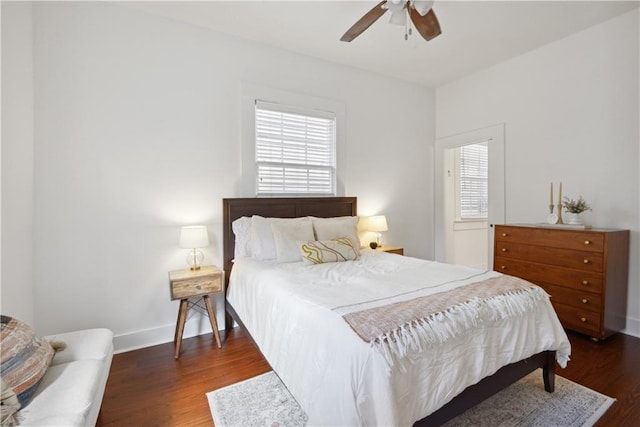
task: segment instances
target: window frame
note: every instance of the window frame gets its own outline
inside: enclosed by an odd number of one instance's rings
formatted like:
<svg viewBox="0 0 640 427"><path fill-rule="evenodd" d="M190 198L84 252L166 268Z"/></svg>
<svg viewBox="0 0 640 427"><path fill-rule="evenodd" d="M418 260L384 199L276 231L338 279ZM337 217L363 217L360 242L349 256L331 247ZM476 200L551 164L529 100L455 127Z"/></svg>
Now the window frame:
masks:
<svg viewBox="0 0 640 427"><path fill-rule="evenodd" d="M282 116L282 131L288 131L288 136L283 136L275 143L270 143L268 138L259 142L260 135L267 135L269 120L276 121L279 115ZM271 116L271 117L269 117ZM310 128L314 127L314 122L319 130L327 136L321 141L320 148L316 150L316 156L319 154L319 162L309 160L309 148L313 151L313 135L310 135ZM284 105L264 100L255 100L254 102L254 152L255 152L255 193L256 197L317 197L317 196L335 196L336 195L336 115L330 111L321 111L318 109L300 108L297 106ZM258 125L260 123L260 125ZM264 126L264 127L261 127ZM298 133L298 135L294 135ZM297 145L297 147L296 147ZM291 151L304 147L303 153L292 154ZM287 156L286 151L290 150ZM283 157L280 161L275 156L269 156L268 153L277 153L281 150L280 155ZM325 152L322 152L325 151ZM327 153L328 151L328 153ZM260 158L262 154L262 159ZM313 154L313 153L312 153ZM269 160L272 157L273 160ZM297 158L296 158L297 157ZM288 161L287 161L288 160ZM261 169L271 168L274 170L274 177L280 174L282 170L282 191L268 191L269 184L265 184L261 189ZM300 184L296 185L294 176L296 172L301 177ZM319 184L326 186L329 191L313 191L309 187L313 186L313 174L320 177ZM328 173L328 179L327 179ZM264 178L268 178L268 172ZM306 178L304 177L306 175ZM324 177L322 177L324 175ZM289 188L305 191L288 191ZM279 185L276 184L275 187ZM320 188L320 187L318 187Z"/></svg>
<svg viewBox="0 0 640 427"><path fill-rule="evenodd" d="M462 214L462 150L465 147L480 145L486 148L486 168L487 168L487 177L485 179L485 186L487 188L486 192L486 214L484 216L463 216ZM488 221L489 220L489 141L479 141L470 144L464 144L455 148L455 157L454 157L454 176L455 176L455 218L458 222L475 222L475 221Z"/></svg>
<svg viewBox="0 0 640 427"><path fill-rule="evenodd" d="M345 196L346 176L346 108L342 102L312 95L289 92L253 83L242 84L241 96L241 168L237 192L243 197L278 197L276 194L257 195L257 174L255 165L255 102L266 101L297 108L329 111L335 114L335 196ZM294 196L287 193L287 196ZM300 197L318 197L306 193ZM328 196L328 195L327 195Z"/></svg>

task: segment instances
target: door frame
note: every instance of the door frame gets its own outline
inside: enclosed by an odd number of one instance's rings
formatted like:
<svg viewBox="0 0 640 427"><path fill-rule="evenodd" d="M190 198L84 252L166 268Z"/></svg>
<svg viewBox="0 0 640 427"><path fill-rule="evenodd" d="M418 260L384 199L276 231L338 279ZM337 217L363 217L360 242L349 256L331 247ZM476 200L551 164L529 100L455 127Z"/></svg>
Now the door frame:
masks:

* * * *

Work to be completed
Show all lines from the records above where the word "note" occurs.

Response area
note: every instance of the window frame gets its own outline
note: every instance of the door frame gets its own outline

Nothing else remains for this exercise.